Reading text:

------

If I held VFV outside of a TFSA or RRSP, would it be taxed at 100% (ie as interest) rather than the preferential dividend rate?
Also, with TSX-listed etfs that hold US-listed stocks or etfs, is the US withholding tax already accounted for in the posted dividend rate? For example, if the dividend rate is 1%, do I actually get 1%? Or do I get .85%?
Thanks in advance
@Ellen: VFV pays dividends, not interest, but because it holds US stocks the dividends do not receive preferential tax treatment: they are fully taxable, just like interest income. (Only eligible dividends from Canadian companies are taxed at a lower rate.) The 15% withholding tax applies at source, so if the dividend is $1 you would receive $0.85. In a taxable account you can claim the foreign tax credit and recover it.
So if I have an RSSP itrade account with $80k and don’t have a way to exchange US to CAD cheaply, the VFV is a better choice than Voo?
So the VFV trailing 12-month yield figure of of 1.44% is AFTER the 15% is deducted, correct?
I just checked globeinvestor.com, and VFV is now at 1.69%. It also shows an ‘Indicated Annual Dividend’ of $0.95. Is this also after the 15% deduction? ie, I can expect to receive 95 cents per share?

------

Instruction a:
Shift every box coordinate in the answers by -42 and write out the entries again, requests included, from the line with "each rosary cord;" up to and including the last line of the entries. Give only those lines.

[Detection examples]

------

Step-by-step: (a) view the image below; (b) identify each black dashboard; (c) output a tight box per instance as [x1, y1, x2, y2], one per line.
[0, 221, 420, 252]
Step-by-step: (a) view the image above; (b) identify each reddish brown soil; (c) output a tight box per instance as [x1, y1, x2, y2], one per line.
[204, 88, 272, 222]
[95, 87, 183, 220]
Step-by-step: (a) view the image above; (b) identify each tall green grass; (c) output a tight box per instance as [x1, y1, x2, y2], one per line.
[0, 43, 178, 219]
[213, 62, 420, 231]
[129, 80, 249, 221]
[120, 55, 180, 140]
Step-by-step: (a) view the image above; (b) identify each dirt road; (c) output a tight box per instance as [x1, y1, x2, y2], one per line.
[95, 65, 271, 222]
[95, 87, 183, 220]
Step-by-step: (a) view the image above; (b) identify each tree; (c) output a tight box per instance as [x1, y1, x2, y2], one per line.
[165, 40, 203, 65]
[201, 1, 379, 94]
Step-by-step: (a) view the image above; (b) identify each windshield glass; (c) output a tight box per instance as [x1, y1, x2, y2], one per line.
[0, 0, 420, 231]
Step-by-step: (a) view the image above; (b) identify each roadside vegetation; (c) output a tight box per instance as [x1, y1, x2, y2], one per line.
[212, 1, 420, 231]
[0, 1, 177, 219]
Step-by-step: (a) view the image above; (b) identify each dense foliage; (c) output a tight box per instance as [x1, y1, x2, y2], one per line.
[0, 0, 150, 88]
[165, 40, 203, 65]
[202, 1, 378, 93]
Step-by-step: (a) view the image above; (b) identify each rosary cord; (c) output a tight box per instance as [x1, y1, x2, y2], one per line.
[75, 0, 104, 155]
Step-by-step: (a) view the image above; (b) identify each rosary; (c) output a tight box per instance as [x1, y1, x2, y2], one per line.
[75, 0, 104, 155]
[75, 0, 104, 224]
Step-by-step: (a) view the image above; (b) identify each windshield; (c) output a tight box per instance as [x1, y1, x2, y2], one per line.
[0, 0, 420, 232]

------

Instruction b:
Revise the tax discussion from "So if I have" up to and including "is deducted, correct?", putting "annual yield" in place of "trailing 12-month yield", and write that part out again.

Correct result a:
Step-by-step: (a) view the image above; (b) identify each rosary cord; (c) output a tight box per instance as [x1, y1, x2, y2], one per line.
[33, -42, 62, 113]
Step-by-step: (a) view the image above; (b) identify each rosary; (c) output a tight box per instance as [x1, y1, x2, y2], one per line.
[33, -42, 62, 113]
[33, -42, 62, 182]
Step-by-step: (a) view the image above; (b) identify each windshield; (c) output a tight box per instance as [x1, y1, x2, y2], one per line.
[-42, -42, 378, 190]

Correct result b:
So if I have an RSSP itrade account with $80k and don’t have a way to exchange US to CAD cheaply, the VFV is a better choice than Voo?
So the VFV annual yield figure of of 1.44% is AFTER the 15% is deducted, correct?